WHAT YOU NEED TO DO:
Restate, in full and unchanged, the entries that follow, but not their pictures.
- - -
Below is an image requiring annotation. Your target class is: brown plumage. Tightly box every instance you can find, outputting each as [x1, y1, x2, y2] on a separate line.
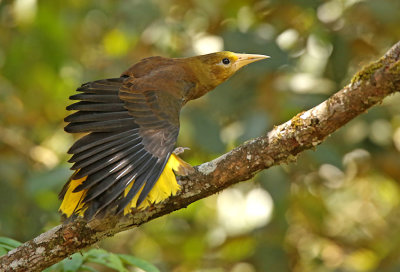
[59, 51, 269, 219]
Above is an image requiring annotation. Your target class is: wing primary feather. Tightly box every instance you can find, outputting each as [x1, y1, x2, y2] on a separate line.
[94, 155, 157, 215]
[69, 94, 122, 103]
[115, 157, 159, 214]
[90, 172, 136, 217]
[71, 139, 142, 171]
[65, 118, 136, 133]
[68, 129, 138, 154]
[99, 77, 126, 82]
[73, 149, 149, 192]
[66, 101, 126, 112]
[76, 87, 119, 94]
[82, 166, 134, 203]
[72, 143, 144, 179]
[65, 111, 130, 123]
[74, 152, 137, 192]
[136, 155, 170, 206]
[68, 132, 140, 163]
[77, 78, 124, 91]
[91, 157, 152, 216]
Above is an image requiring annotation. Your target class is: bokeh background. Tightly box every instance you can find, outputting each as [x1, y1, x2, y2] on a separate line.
[1, 0, 400, 271]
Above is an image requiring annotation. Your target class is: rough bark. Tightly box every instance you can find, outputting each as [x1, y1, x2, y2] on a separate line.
[1, 41, 400, 272]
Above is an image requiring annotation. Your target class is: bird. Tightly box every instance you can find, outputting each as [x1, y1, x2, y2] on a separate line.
[59, 51, 269, 219]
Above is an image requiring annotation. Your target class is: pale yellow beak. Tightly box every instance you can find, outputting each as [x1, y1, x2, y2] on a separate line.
[234, 53, 270, 70]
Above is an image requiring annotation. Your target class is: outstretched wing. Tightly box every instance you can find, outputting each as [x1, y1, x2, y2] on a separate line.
[59, 76, 182, 218]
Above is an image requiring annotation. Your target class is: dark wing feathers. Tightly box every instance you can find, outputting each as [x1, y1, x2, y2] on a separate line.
[62, 76, 181, 218]
[82, 172, 121, 202]
[64, 111, 130, 123]
[73, 149, 146, 192]
[76, 78, 123, 93]
[72, 141, 144, 178]
[65, 118, 137, 133]
[66, 101, 126, 112]
[68, 132, 139, 163]
[136, 155, 171, 206]
[68, 129, 138, 154]
[70, 137, 142, 171]
[90, 155, 157, 216]
[86, 173, 133, 217]
[114, 157, 159, 214]
[70, 93, 122, 103]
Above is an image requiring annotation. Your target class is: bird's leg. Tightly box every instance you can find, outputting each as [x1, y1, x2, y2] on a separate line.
- - -
WORKED SOLUTION:
Below is an image requiring annotation. Your target class is: brown plumage. Tightly box every instance you can find, outputting each as [x1, y1, x2, y2] on a separate line.
[59, 51, 269, 219]
Above is an image requiring annotation. Your target class is: wing primary feather. Tightly box every instance you can find, outputting each as [x1, y1, x2, y2] on a separate line.
[94, 155, 157, 215]
[69, 94, 122, 103]
[115, 157, 159, 214]
[90, 172, 136, 217]
[71, 139, 142, 171]
[65, 118, 136, 133]
[68, 129, 138, 154]
[99, 77, 126, 82]
[73, 149, 149, 192]
[66, 101, 126, 112]
[76, 87, 119, 94]
[82, 166, 134, 203]
[72, 143, 144, 179]
[65, 111, 130, 123]
[74, 152, 137, 192]
[136, 155, 170, 206]
[68, 132, 140, 163]
[77, 78, 124, 91]
[91, 157, 152, 216]
Above is an image requiring annotation. Your target class is: bokeh background. Tightly box every instance you can find, outputting each as [x1, y1, x2, y2] on a separate line.
[1, 0, 400, 271]
Above is an image requiring annotation. Your target class is: rough bark. Tightly box every instance you can find, outputting each as [x1, y1, x2, y2] on a separate line.
[1, 41, 400, 272]
Above is an image requiring annotation. Your target class is: bird. Tightly box every instance you can find, outputting each as [x1, y1, x2, y2] on a separate line.
[59, 51, 269, 219]
Above is an image requiring annotation. Your target class is: pale yellow beak. Tightly box every instance you can find, outputting each as [x1, y1, x2, y2] on a separate line.
[234, 53, 270, 70]
Above is an image requiring annotation. Your target class is: outstretched wing. Tightly box every instance you can find, outputting each as [x1, y1, x2, y2] on a separate line.
[59, 76, 182, 218]
Above is an image requiring annotation. Your target class is: dark wing feathers. Tightly box every instance you can find, outputting each as [x1, y1, x2, y2] on a separate line.
[62, 76, 181, 218]
[82, 172, 121, 202]
[64, 111, 130, 123]
[73, 149, 146, 192]
[76, 78, 123, 93]
[72, 141, 144, 178]
[65, 118, 137, 133]
[66, 101, 126, 112]
[68, 132, 139, 163]
[136, 155, 171, 206]
[68, 129, 138, 154]
[70, 137, 142, 171]
[90, 155, 157, 216]
[86, 173, 133, 217]
[114, 157, 159, 214]
[70, 93, 122, 103]
Above is an image requiring annotation. Your target class is: bird's leg. Tightly box every instance you can find, outputting each as [x1, y1, x2, y2] on a separate line.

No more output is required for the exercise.